Aufgaben =>
**A.** Fassen Sie den Absatz des Textes zur Wildbrethygiene, der mit „Als Lebensmittelunternehmer gibt man“ beginnt, als kurze Liste zusammen, ohne seine wesentlichen Fakten auszulassen.
**B.** Erläutern Sie anhand des Textes zur Wildbrethygiene, weshalb schleimiges oder ammoniakalisch riechendes Wildbret als verdorben gilt.

Ausgangstext =>

========================

Kürzlich fand eine interessante Informationsveranstaltung des NÖ Jagdverbandes im Weinviertel statt, bei der nicht nur Wissenswertes zur Direktvermarktung, sondern auch zur Lebensmittelkontrolle und zur Wildbrethygiene zu hören war. – 2. Teil: Wildbrethygiene und Haltbarkeit.

Was bedeutet die Haltbarkeit eines Lebensmittels und wie bestimmt der Jäger die Haltbarkeitsdauer des von ihm abgegebenen Wildfleisches? – ao. Univ.-Prof. Dr. Peter Paulsen vom Institut für Lebensmittelsicherheit, Lebensmitteltechnologie und öffentliches Gesundheitswesen in der Veterinärmedizin (Vet.-Med. Universität Wien) gibt wertvolle Einblicke in diese komplexe Materie:
Als Lebensmittelunternehmer gibt man Angaben zum Mindesthaltbarkeits- oder Verbrauchsdatum. Innerhalb dieser Frist und bei Einhaltung der angegebenen Lagerungstemperatur muss das Lebensmittel noch „in Ordnung“ sein. Als Haltbarkeit bezeichnet man also jene Frist, in der das Lebensmittel – in ­unserem Fall Wildfleisch – seine ­typischen Eigenschaften, wie Farbe, Konsistenz, Safthaltung, Geruch und Geschmack, aber auch den Gehalt an Nährstoffen behält und dass die Anzahl der Bakterien in einem annehmbaren Bereich liegt. Als verdorben gilt ein Lebens­mittel dann, wenn nachteilige Veränderungen mit den Sinnen, etwa dem Geruchssinn, erkennbar sind. Wenn das Wildbret zum Beispiel schleimig ist, ammoniakalisch riecht o. dgl., ist es verdorben und kein Lebensmittel mehr.

========================

Einträge zur Punktannotation von Bildern:
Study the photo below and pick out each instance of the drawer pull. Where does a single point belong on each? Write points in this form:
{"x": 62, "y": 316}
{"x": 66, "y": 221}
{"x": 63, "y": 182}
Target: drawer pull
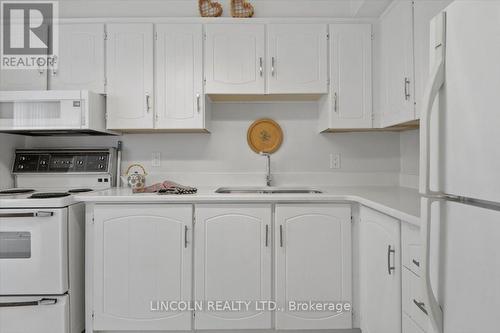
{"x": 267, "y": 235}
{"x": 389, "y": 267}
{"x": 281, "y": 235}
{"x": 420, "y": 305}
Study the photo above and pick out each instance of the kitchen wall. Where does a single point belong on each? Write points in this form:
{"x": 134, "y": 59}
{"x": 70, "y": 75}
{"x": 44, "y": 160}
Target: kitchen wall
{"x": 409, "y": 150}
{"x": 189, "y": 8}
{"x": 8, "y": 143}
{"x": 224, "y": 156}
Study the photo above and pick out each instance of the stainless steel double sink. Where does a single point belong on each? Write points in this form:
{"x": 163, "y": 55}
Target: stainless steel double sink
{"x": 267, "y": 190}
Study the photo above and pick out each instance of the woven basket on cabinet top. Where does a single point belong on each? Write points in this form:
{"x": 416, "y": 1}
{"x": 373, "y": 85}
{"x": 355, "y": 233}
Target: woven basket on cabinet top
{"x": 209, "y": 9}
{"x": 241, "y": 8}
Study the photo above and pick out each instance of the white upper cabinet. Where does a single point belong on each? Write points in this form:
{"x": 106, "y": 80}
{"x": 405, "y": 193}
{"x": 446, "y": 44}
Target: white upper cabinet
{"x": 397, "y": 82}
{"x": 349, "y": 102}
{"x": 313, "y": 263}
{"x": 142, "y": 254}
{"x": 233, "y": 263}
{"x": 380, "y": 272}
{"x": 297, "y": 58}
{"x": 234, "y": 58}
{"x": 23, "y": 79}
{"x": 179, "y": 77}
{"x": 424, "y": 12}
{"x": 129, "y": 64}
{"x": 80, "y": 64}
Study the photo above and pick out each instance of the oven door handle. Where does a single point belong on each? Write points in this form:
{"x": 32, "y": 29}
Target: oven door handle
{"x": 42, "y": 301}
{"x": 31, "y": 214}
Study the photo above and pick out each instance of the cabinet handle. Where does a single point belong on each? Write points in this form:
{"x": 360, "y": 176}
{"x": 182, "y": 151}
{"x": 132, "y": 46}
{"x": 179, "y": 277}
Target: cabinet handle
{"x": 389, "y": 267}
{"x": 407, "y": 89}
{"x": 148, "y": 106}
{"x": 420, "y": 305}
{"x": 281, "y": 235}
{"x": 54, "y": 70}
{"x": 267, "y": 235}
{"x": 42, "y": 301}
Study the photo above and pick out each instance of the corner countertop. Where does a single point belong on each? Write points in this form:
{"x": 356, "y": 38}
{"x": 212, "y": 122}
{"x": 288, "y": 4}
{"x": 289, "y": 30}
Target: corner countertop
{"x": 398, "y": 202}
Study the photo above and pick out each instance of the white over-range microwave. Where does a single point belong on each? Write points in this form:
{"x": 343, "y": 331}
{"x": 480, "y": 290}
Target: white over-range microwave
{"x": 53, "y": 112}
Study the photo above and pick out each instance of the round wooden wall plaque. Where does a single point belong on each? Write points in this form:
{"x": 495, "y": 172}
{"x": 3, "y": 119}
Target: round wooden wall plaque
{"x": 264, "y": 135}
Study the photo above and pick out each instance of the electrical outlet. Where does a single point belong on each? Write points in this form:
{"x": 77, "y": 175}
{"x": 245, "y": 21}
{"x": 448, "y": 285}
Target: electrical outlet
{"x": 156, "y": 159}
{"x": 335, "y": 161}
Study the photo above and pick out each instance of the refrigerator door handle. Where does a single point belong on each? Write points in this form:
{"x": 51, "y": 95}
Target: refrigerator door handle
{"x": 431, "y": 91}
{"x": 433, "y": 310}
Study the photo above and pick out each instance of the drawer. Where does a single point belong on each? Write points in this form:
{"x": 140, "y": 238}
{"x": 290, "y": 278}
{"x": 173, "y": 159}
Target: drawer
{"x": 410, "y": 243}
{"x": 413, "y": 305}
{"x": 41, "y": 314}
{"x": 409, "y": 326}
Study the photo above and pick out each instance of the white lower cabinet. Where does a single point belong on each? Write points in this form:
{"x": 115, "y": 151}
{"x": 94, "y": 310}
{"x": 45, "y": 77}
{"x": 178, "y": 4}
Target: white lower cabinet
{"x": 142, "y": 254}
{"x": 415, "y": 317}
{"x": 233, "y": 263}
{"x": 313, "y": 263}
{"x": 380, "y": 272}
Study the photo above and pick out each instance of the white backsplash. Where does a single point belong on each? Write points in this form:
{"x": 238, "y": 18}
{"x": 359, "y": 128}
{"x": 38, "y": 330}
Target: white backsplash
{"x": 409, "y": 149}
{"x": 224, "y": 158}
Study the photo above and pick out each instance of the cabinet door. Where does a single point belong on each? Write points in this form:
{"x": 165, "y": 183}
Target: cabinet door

========================

Antworten je Aufgabe =>
**A.**
- Lebensmittelunternehmer geben ein Mindesthaltbarkeits- oder Verbrauchsdatum an.
- Innerhalb dieser Frist und bei Einhaltung der angegebenen Lagerungstemperatur muss das Lebensmittel noch „in Ordnung“ sein.
- Haltbarkeit ist die Frist, in der das Lebensmittel, hier Wildfleisch, seine typischen Eigenschaften behält. Dazu zählen Farbe, Konsistenz, Safthaltung, Geruch, Geschmack und Nährstoffgehalt. Zugleich muss die Anzahl der Bakterien in einem annehmbaren Bereich liegen.
- Als verdorben gilt ein Lebensmittel, wenn nachteilige Veränderungen mit den Sinnen, etwa dem Geruchssinn, erkennbar sind.
- Schleimiges oder ammoniakalisch riechendes Wildbret ist verdorben und kein Lebensmittel mehr.

**B.** Ein Lebensmittel gilt als verdorben, sobald nachteilige Veränderungen mit den Sinnen, etwa dem Geruchssinn, erkennbar sind. Schleimigkeit und ammoniakalischer Geruch sind solche wahrnehmbaren Veränderungen, weshalb dieses Wildbret verdorben und kein Lebensmittel mehr ist.